» Task prompt
Identify every line in the listing below that contains the string "finial", and copy each of those lines out in full. Matching is case-sensitive.

[Listing for bounding box labeling]
┌──

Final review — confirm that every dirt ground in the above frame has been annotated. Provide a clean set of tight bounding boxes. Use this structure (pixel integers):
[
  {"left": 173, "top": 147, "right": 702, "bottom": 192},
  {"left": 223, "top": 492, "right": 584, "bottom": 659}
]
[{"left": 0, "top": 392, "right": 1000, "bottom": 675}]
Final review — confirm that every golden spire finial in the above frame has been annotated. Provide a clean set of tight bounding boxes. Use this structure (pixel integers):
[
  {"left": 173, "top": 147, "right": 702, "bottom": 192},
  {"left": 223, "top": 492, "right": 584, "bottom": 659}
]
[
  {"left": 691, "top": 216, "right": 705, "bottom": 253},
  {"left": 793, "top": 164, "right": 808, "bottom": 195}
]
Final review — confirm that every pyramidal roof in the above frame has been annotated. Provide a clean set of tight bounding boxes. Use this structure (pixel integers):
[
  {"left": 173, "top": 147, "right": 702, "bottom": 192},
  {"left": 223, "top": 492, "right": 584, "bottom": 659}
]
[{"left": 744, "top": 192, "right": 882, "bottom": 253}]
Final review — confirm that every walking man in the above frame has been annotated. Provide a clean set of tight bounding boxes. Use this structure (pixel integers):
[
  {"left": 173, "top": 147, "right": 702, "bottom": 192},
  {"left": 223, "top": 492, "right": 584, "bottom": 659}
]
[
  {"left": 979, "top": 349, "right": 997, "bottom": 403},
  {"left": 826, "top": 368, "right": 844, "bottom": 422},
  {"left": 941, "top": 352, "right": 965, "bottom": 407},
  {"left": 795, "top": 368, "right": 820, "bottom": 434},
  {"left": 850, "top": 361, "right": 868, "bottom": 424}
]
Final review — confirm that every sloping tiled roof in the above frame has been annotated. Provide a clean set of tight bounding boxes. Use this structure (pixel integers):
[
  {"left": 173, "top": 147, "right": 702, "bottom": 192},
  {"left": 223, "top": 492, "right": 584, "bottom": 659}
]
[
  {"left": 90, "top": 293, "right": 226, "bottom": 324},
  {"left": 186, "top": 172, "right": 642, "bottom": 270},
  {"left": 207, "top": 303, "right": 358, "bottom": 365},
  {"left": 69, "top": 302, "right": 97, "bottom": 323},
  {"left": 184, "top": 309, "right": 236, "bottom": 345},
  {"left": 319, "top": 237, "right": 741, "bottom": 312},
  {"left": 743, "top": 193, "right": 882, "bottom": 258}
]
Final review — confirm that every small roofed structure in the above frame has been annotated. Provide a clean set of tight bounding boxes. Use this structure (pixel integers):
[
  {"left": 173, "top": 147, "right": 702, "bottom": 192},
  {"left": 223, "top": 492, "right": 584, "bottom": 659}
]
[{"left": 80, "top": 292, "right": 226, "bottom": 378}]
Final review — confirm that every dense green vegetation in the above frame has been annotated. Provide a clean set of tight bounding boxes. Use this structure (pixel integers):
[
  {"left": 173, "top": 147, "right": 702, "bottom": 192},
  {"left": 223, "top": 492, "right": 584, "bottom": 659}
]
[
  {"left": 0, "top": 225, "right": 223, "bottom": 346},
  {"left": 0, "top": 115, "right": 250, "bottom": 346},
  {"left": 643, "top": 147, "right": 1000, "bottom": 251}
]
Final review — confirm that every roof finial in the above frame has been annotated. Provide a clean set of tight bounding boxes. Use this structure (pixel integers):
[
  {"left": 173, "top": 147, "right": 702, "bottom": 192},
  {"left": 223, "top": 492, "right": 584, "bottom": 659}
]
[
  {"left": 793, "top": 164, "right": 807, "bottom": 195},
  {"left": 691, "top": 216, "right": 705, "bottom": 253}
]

└──

» Answer in full
Final review — confirm that every golden spire finial in the above frame has been annotated. Provide a clean set of tight bounding boxes. Use this structure (pixel integers):
Final review — confirm that every roof finial in the above frame has been annotated. Provide a clean set of tight bounding boxes. Use this structure (pixel integers):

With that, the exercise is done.